**EXERCISE BRIEF:**
Reproduce every one of the records below verbatim, leaving out the pictures.

**DATA LISTING:**
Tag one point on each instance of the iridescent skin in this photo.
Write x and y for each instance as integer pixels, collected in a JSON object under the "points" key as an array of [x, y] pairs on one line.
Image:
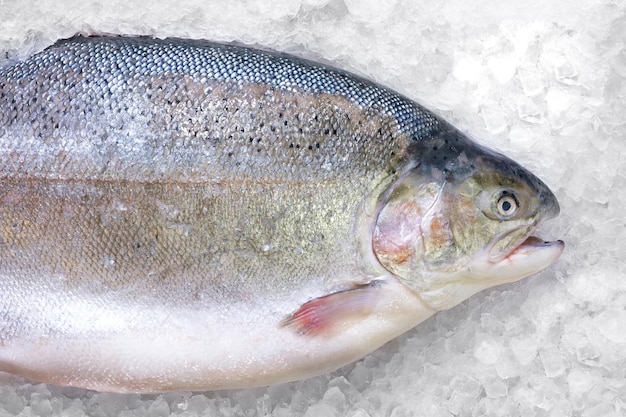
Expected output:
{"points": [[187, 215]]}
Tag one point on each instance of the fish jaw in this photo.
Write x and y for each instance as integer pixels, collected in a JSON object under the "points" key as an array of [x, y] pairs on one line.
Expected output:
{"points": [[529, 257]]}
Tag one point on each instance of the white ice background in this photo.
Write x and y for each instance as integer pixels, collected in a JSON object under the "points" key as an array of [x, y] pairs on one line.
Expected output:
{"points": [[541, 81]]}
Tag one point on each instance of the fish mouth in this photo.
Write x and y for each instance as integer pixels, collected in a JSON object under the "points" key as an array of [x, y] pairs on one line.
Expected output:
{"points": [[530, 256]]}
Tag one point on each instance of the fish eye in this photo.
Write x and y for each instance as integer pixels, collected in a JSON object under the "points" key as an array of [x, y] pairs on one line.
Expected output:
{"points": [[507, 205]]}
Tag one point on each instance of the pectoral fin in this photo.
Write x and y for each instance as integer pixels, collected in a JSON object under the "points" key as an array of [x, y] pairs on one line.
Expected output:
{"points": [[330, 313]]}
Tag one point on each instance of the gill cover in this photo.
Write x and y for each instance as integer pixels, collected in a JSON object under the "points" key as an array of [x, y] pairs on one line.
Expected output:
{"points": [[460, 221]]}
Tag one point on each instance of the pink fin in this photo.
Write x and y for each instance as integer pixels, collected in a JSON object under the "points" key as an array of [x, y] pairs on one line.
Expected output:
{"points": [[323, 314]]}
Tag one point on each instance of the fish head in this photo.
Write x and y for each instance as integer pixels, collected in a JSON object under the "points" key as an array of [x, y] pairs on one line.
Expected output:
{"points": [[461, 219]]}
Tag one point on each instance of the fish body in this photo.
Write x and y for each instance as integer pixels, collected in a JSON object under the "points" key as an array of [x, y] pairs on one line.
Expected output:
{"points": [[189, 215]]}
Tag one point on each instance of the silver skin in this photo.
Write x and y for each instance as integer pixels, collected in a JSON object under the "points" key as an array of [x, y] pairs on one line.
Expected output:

**RESULT FOR THIS TASK:**
Tag one point on each instance of the iridescent skin in this photo.
Write x and y for each instance as integer pixels, collected in a JSON object under the "points" key as an array of [x, y] pairs on one line.
Image:
Expected output:
{"points": [[187, 215]]}
Tag one point on each instance of the fish jaw in this photo.
Write x and y for each instance as integer pixels, collected in a JSON object under the "points" key as an array of [x, y] pairs on one line.
Expected output:
{"points": [[529, 257]]}
Tag one point on each instance of the white ice background in this photo.
Write x and y for each instance as integer pixels, collected in a JSON object under the "points" key as an array of [x, y] pairs on one line.
Expected output:
{"points": [[541, 81]]}
Tag one point on each instance of the fish mouth in this photo.
Write x and y for each instance as integer pixels, collected in a JSON object under the "points" key as an array of [x, y] pairs on one line.
Expected output:
{"points": [[530, 256]]}
Tag one point on each instance of the fish eye in this photo.
Write x and y for each instance as integer pixels, collected in a JSON object under the "points" key as an array of [x, y] pairs on one line.
Expected output:
{"points": [[507, 205]]}
Tag one point on each instance of the pectoral fin in this photo.
Write x and y for each instance as integer pixels, collected in a JSON object under the "points" key as an array of [x, y] pairs on one line.
Expected output:
{"points": [[330, 313]]}
Tag one point on each instance of the gill cover in this photo.
Write x and y for each instance as integer pixels, collected in a JSON object under the "points" key as an array of [x, y] pairs on one line.
Expected output:
{"points": [[460, 221]]}
Tag one point on each instance of the pink fin in this photo.
Write x and y for each instance as integer pixels, collected in a JSON object under the "points" key as an array of [x, y] pairs on one line.
Expected output:
{"points": [[323, 314]]}
Tag one point on each instance of the fish head in this photo.
Write x and y for each instance as integer pixels, collected in a JSON object under the "points" key as an array of [x, y] pairs on one line.
Expected output:
{"points": [[461, 219]]}
Tag one point on each instance of the fish body in this photo.
Write x and y for each instance as integer pixels, collected in a JSON object under the "points" key as an array of [x, y] pairs on one line.
Expected output:
{"points": [[189, 215]]}
Tag one point on each instance of the silver skin in this photo.
Write x and y for each instance as integer pixels, collected in a JSON object under the "points" key as an array of [x, y] pairs on one line.
Expected output:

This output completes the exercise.